▶ **PROVIDED TEXT**
This document defines how a stream of media can be captured from a DOM element, such as a <video>, <audio>, or <canvas> element, in the form of a MediaStream [GETUSERMEDIA].

Status of This Document

This section describes the status of this document at the time of its publication. Other documents may supersede this document. A list of current W3C publications and the latest revision of this technical report can be found in the W3C technical reports index at http://www.w3.org/TR/.

It is partially based on existing implementation experience in Firefox; it is nevertheless still an early proposal, and, while early experimentations are encouraged, it is therefore not intended for implementation.

This document was published by the Web Real-Time Communication Working Group and Device APIs Working Group as a First Public Working Draft. This document is intended to become a W3C Recommendation. If you wish to make comments regarding this document, please send them to public-media-capture@w3.org (subscribe, archives). All comments are welcome.

▶ **SUPPLIED DATA**
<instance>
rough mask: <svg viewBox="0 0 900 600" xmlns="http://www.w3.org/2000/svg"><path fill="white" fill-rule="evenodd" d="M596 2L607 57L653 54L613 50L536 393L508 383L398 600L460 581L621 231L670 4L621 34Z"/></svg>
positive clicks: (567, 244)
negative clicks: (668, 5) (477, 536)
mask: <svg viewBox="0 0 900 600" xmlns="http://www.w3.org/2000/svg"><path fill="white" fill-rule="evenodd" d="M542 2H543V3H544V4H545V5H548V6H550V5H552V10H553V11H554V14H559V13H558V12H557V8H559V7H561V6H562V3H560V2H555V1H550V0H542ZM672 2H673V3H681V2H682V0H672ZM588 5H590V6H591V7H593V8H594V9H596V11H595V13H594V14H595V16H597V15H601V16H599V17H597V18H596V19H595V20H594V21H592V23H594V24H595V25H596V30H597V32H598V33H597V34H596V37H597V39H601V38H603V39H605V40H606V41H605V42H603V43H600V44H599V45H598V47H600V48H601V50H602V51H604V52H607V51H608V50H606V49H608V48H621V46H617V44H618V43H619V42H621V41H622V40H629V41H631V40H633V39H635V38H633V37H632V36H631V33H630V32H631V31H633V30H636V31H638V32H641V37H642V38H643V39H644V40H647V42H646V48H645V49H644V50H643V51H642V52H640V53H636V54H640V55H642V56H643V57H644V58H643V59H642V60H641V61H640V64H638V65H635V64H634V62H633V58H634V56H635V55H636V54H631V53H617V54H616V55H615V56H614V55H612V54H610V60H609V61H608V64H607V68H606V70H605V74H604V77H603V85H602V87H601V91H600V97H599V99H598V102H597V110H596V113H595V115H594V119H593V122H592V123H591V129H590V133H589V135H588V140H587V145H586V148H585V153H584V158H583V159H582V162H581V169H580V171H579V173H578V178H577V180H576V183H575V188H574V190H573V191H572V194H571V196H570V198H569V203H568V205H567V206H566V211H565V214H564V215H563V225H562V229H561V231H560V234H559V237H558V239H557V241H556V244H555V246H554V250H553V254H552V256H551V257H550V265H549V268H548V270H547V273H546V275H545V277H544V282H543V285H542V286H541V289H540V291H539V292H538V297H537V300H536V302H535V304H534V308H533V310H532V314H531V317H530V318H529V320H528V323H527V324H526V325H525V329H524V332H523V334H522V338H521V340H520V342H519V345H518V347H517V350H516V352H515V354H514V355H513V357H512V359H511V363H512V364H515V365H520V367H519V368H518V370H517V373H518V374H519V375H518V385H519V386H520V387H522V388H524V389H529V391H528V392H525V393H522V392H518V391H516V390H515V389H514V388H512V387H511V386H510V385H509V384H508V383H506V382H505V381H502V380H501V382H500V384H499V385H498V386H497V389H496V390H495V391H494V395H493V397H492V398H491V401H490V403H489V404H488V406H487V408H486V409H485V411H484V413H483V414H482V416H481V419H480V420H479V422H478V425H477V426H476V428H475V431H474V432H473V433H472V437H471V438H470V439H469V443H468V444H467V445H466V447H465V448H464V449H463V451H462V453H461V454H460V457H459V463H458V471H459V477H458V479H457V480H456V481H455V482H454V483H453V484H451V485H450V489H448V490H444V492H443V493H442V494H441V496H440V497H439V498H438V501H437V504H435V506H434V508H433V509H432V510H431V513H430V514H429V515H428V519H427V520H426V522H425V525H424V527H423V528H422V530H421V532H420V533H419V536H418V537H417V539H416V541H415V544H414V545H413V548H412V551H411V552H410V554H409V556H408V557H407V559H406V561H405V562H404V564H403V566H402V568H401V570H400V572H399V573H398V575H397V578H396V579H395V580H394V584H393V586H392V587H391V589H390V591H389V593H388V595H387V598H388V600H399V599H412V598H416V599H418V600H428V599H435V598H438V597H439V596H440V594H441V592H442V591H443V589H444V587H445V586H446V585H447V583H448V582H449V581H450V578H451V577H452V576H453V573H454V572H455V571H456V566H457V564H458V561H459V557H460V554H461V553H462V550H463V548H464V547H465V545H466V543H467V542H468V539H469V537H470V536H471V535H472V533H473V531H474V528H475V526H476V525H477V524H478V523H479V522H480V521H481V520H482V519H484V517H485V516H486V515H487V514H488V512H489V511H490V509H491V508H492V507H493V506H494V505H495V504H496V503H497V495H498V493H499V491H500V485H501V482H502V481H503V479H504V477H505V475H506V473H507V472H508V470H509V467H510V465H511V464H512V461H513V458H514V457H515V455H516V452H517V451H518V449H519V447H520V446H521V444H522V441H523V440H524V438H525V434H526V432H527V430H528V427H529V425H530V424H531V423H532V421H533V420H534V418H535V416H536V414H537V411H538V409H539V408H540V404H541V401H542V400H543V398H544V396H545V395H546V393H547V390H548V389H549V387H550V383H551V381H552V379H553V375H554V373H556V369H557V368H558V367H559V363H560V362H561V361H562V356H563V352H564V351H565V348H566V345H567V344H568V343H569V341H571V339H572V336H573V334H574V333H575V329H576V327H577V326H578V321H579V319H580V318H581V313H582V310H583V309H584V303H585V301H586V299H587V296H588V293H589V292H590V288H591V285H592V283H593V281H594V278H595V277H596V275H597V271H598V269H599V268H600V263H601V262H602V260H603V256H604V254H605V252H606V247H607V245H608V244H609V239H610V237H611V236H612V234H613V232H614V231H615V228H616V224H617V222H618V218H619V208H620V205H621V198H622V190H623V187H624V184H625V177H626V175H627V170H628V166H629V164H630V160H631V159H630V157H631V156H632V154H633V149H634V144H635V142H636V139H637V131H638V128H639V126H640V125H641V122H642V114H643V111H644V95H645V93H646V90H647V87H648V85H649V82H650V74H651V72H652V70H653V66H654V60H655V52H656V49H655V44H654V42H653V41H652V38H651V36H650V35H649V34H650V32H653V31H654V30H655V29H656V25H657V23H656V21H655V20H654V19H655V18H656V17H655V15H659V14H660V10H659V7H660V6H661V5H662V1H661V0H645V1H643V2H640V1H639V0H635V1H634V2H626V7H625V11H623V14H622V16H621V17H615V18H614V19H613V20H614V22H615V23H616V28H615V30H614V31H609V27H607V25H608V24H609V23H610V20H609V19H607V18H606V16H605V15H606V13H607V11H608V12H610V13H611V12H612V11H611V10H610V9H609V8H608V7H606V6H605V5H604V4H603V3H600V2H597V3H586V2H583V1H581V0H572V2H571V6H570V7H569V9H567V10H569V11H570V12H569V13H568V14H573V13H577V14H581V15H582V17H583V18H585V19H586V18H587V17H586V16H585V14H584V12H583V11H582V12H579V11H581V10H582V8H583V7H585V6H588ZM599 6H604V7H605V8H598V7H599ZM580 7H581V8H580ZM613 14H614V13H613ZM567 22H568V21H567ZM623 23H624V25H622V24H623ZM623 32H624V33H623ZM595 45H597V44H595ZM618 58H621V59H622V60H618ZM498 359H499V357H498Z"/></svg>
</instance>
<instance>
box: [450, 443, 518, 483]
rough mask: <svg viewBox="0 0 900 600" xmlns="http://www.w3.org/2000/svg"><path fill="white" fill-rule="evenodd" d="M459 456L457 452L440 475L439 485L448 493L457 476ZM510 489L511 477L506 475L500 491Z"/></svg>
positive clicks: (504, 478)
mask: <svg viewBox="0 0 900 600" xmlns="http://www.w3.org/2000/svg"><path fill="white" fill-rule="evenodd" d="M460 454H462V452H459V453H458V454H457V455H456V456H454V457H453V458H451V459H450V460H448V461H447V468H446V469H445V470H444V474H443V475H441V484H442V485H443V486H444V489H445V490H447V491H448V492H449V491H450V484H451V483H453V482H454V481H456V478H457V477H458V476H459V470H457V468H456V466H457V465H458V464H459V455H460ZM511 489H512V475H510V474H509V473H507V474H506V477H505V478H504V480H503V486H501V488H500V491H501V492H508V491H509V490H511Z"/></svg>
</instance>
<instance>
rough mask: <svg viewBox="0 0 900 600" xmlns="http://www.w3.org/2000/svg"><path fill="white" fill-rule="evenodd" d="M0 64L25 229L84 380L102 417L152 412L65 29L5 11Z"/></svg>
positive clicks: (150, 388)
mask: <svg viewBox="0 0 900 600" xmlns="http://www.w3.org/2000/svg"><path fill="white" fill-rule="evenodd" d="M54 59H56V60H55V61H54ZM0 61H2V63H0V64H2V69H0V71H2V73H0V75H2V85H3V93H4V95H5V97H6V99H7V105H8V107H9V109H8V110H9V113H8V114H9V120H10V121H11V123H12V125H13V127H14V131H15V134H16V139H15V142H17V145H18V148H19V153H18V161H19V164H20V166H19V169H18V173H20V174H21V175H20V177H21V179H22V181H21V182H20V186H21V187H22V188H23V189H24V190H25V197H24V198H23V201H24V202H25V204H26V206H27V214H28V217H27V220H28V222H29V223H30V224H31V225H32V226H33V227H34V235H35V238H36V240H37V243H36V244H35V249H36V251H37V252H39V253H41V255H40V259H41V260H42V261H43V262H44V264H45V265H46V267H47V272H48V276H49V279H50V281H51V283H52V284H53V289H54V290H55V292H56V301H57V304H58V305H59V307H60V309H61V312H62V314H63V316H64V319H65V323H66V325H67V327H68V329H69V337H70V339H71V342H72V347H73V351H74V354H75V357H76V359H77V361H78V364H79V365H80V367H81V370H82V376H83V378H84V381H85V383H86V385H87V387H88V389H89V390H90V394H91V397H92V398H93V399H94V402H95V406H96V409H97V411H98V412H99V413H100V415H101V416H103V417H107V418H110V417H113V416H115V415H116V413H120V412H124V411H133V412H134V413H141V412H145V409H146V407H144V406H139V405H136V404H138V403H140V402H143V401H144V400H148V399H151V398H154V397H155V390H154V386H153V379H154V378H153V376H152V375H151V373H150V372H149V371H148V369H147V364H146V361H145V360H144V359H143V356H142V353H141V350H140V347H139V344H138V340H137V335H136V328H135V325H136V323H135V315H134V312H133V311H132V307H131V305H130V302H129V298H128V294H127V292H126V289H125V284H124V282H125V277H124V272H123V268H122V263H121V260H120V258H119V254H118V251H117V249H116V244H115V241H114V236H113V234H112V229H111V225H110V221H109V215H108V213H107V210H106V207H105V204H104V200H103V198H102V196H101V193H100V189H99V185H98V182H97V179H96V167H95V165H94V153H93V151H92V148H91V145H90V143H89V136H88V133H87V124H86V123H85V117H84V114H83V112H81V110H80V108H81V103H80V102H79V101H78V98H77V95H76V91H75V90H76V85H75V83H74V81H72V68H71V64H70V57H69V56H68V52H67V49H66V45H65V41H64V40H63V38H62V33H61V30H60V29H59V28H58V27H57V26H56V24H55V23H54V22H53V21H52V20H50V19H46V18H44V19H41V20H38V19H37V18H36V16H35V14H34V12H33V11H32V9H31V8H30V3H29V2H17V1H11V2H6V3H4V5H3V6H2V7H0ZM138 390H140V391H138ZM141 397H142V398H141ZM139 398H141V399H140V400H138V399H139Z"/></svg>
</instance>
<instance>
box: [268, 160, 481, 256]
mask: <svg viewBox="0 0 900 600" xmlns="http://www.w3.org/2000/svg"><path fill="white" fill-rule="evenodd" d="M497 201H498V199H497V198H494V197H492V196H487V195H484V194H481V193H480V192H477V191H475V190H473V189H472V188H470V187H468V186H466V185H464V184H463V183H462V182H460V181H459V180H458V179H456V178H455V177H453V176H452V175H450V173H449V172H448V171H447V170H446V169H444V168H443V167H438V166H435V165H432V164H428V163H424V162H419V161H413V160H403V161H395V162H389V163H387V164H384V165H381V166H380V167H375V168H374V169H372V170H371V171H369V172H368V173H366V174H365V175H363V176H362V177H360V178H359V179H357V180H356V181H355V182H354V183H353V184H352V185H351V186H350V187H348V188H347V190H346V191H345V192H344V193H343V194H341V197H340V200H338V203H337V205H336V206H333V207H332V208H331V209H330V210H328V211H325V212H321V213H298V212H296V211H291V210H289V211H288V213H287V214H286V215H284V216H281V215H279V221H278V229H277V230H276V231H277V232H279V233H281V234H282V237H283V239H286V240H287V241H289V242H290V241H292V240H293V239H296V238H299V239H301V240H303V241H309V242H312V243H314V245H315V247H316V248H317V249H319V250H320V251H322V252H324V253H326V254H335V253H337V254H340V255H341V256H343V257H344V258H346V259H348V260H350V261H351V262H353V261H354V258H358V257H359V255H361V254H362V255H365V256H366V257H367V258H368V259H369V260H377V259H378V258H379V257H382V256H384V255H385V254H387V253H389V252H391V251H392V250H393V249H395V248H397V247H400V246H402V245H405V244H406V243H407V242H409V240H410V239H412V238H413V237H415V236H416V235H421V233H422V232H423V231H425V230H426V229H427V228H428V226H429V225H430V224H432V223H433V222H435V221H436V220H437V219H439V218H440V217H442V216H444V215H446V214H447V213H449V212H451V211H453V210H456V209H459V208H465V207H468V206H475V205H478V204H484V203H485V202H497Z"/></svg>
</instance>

▶ **YOUR TASK**
According to the media capture draft, which two working groups published it?

▶ **RESULT**
The Web Real-Time Communication Working Group and the Device APIs Working Group.